[Information shown]
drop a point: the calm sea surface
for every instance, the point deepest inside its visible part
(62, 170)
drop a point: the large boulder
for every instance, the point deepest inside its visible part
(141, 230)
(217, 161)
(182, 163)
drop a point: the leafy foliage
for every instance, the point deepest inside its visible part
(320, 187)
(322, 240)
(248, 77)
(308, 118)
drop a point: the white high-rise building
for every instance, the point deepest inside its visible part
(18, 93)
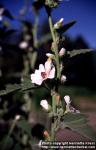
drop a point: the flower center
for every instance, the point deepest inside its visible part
(43, 74)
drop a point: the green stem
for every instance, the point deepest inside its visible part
(35, 28)
(53, 121)
(9, 134)
(55, 46)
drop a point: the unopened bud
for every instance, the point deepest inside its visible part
(67, 99)
(46, 134)
(59, 24)
(50, 55)
(62, 52)
(23, 45)
(63, 78)
(17, 117)
(44, 104)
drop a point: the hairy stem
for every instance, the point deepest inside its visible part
(55, 46)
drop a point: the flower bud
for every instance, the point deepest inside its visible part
(62, 52)
(49, 55)
(44, 104)
(17, 117)
(23, 45)
(46, 134)
(63, 78)
(57, 98)
(59, 24)
(67, 99)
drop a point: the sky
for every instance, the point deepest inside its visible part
(83, 11)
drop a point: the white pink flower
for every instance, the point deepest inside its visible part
(67, 99)
(59, 24)
(62, 52)
(46, 71)
(44, 104)
(63, 78)
(69, 108)
(23, 45)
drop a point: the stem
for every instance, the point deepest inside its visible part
(8, 136)
(55, 46)
(53, 121)
(35, 28)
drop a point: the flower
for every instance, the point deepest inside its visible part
(1, 13)
(67, 99)
(62, 52)
(44, 104)
(46, 71)
(46, 134)
(69, 108)
(59, 24)
(23, 45)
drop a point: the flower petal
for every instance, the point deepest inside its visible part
(41, 68)
(36, 77)
(48, 64)
(52, 73)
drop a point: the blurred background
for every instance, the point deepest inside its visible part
(20, 55)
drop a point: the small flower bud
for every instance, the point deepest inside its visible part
(23, 45)
(17, 117)
(46, 134)
(44, 104)
(62, 52)
(57, 98)
(63, 78)
(67, 99)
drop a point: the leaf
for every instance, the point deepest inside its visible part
(10, 88)
(78, 123)
(65, 27)
(25, 126)
(45, 39)
(8, 14)
(7, 142)
(27, 85)
(17, 147)
(77, 52)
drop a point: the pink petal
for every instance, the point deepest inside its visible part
(52, 73)
(41, 68)
(48, 66)
(36, 77)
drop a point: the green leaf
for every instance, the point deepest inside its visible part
(17, 147)
(65, 27)
(78, 123)
(25, 126)
(77, 52)
(6, 143)
(10, 88)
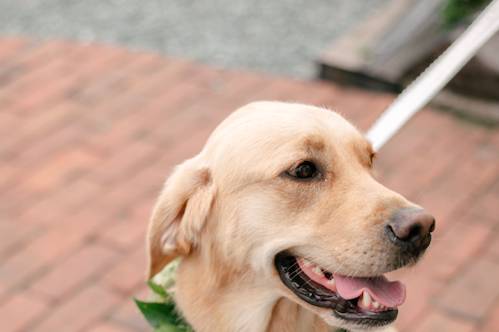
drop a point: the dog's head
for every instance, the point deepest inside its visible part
(284, 193)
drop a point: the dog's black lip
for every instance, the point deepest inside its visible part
(317, 295)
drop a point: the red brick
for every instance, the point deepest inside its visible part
(20, 311)
(124, 163)
(125, 233)
(439, 322)
(76, 270)
(472, 292)
(491, 323)
(128, 274)
(47, 248)
(53, 208)
(56, 171)
(80, 311)
(456, 248)
(492, 251)
(109, 327)
(13, 234)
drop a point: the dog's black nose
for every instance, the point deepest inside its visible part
(410, 228)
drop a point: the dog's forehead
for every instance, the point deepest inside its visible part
(276, 123)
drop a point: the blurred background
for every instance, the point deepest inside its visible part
(99, 99)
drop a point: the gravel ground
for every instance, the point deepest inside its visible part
(281, 37)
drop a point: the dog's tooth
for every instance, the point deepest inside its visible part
(306, 262)
(366, 299)
(332, 284)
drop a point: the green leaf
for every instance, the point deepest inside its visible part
(158, 289)
(162, 316)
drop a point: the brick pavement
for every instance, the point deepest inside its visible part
(89, 132)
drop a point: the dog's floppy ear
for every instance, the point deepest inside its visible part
(179, 214)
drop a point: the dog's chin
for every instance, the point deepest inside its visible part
(355, 303)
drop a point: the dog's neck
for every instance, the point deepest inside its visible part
(211, 302)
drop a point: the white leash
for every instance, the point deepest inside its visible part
(435, 77)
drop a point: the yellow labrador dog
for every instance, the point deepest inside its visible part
(282, 227)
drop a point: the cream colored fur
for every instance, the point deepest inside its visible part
(230, 209)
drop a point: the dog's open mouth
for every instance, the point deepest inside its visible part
(365, 301)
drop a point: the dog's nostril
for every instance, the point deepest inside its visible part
(410, 226)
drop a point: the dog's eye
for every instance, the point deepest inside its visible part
(305, 170)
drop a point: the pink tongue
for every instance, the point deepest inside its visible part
(389, 293)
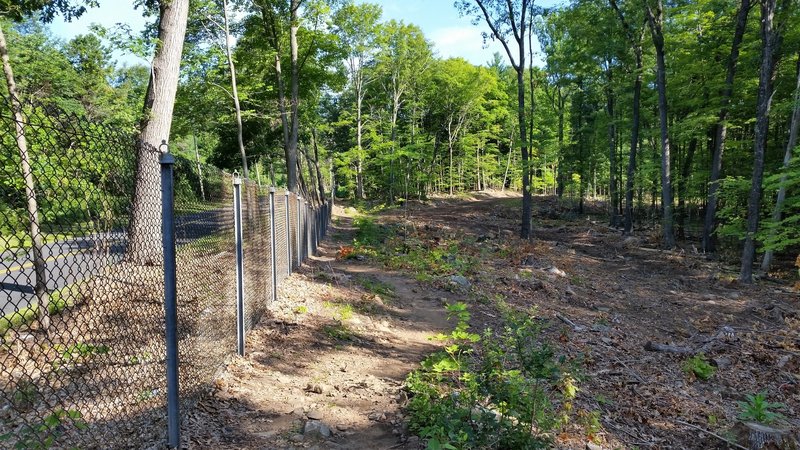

[Your assignment]
For the material, work out how many lines hold the string "stem". Your reply must be the number alone.

[Answer below]
3